Copy word for word the part of the review of Her Final Flight starting at "But I think" and ending at "who they were.".

═══ Exercise text

Her Final Flight by Julian Shortman

This little freebie – handed out to Big Finish subscribers – has a reputation for being a story that doesn’t really have a reputation. Considering it gave us the first meeting between the Sixth Doctor and Peri after the trial ended you would think it would garner at least a brief opinion. But it just sort of happened and, like most free stories, it underwhelmed those who could be bothered to listen to it. Most just left it to gather dust. The only thing people tend to say about it is that virtual reality is a rubbish story telling device and Big Finish should stop – the hell – using it.

But I think that Her Final Flight uses VR well. It isn’t an excuse to do something deliberately wacky (stand up Zagreus) or as a way of avoiding giving your story a decent ending (The Last). For one thing we know it is virtual reality right from the start. We aren’t ever fooled into thinking that what we are hearing is real. The temptation to hide this and use it as a final twist must’ve been immense but to their credit they don’t. Now, this would appear to render the story null and void but it doesn’t. I found it (on second listen – the first time I dozed off) to be intriguing. They told us what they had done and what their aim was but we didn’t know how it would be done, why they were doing it or who they were.

This means that all bets are off as far as the story is concerned. Any manner of outlandish thing could happen. But it doesn’t – they keep the story small, tight and intimate. The use of Peri – though a gimmick I’m sure – worked in this setting. It was curiously appropriate that her "return" should be every bit as unreal as her departure. It was nice to hear Nicola Bryant playing a more mature Peri instead of the teenager she is stuck with elsewhere.

══════
═══ Supplied information

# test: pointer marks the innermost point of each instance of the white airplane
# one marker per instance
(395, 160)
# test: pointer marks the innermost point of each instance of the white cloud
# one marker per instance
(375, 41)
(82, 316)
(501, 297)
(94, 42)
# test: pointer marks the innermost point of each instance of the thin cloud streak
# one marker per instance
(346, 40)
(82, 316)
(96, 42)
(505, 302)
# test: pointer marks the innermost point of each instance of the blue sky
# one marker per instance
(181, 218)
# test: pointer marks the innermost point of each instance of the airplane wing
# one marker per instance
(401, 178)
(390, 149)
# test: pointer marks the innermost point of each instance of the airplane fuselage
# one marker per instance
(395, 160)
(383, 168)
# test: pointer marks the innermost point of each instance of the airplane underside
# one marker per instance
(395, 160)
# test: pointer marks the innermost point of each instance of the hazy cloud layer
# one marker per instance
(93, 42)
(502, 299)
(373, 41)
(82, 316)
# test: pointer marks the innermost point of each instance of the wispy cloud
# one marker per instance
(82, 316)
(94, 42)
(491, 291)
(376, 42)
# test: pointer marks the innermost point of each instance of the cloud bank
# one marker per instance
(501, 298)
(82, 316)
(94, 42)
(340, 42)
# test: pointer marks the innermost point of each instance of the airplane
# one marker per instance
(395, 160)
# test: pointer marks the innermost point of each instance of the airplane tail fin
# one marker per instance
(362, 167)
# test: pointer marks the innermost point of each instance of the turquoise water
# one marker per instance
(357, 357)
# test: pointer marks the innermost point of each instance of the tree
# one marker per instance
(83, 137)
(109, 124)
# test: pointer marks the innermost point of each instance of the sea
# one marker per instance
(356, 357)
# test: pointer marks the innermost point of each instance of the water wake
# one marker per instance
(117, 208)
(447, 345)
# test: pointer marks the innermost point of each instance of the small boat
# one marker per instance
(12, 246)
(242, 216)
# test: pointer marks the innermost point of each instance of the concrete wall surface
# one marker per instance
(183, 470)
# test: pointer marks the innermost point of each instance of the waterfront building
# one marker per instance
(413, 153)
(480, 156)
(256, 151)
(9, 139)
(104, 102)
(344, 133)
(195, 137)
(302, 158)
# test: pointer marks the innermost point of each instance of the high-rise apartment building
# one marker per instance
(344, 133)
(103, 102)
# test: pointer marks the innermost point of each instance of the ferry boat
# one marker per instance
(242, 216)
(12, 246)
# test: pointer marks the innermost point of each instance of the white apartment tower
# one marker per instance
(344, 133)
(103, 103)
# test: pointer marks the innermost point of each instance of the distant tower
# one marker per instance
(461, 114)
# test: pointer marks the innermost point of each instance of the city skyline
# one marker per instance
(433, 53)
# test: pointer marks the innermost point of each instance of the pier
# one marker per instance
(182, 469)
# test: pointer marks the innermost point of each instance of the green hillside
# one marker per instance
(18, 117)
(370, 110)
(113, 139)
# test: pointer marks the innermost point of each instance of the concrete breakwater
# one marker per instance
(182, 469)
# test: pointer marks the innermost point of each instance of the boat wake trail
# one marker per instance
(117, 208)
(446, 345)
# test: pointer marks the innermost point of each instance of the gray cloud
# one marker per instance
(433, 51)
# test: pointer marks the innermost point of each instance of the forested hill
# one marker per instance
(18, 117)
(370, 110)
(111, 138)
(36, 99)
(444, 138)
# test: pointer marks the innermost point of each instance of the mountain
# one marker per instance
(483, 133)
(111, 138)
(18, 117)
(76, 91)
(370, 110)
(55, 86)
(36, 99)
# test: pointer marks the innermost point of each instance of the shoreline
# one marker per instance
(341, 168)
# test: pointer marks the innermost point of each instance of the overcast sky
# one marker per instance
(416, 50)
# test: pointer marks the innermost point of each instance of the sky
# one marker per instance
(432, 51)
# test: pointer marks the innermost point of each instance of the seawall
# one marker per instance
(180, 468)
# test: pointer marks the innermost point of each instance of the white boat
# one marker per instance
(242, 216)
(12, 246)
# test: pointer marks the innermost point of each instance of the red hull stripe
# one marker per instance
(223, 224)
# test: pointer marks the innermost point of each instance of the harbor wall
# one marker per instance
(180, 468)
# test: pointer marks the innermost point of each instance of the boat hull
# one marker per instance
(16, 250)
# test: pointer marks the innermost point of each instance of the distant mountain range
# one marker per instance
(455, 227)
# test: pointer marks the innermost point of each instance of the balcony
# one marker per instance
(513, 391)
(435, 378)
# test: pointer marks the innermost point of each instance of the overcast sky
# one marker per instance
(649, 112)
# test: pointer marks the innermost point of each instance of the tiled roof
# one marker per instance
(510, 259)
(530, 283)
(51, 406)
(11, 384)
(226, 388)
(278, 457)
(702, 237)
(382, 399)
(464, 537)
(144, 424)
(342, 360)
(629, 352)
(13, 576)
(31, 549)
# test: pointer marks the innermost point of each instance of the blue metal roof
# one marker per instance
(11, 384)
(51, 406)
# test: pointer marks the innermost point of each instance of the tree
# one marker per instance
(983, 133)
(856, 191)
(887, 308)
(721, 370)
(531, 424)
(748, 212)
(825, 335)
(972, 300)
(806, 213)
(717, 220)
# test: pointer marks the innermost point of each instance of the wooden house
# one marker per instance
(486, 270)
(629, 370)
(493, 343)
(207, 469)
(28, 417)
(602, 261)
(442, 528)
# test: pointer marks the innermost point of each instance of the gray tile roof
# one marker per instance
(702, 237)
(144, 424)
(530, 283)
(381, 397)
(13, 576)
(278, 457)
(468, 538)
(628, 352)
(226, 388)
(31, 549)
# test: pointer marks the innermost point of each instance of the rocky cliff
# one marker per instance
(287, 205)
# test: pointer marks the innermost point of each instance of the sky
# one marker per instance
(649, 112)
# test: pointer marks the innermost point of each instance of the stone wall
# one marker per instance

══════

• **Output for this task**
But I think that Her Final Flight uses VR well. It isn’t an excuse to do something deliberately wacky (stand up Zagreus) or as a way of avoiding giving your story a decent ending (The Last). For one thing we know it is virtual reality right from the start. We aren’t ever fooled into thinking that what we are hearing is real. The temptation to hide this and use it as a final twist must’ve been immense but to their credit they don’t. Now, this would appear to render the story null and void but it doesn’t. I found it (on second listen – the first time I dozed off) to be intriguing. They told us what they had done and what their aim was but we didn’t know how it would be done, why they were doing it or who they were.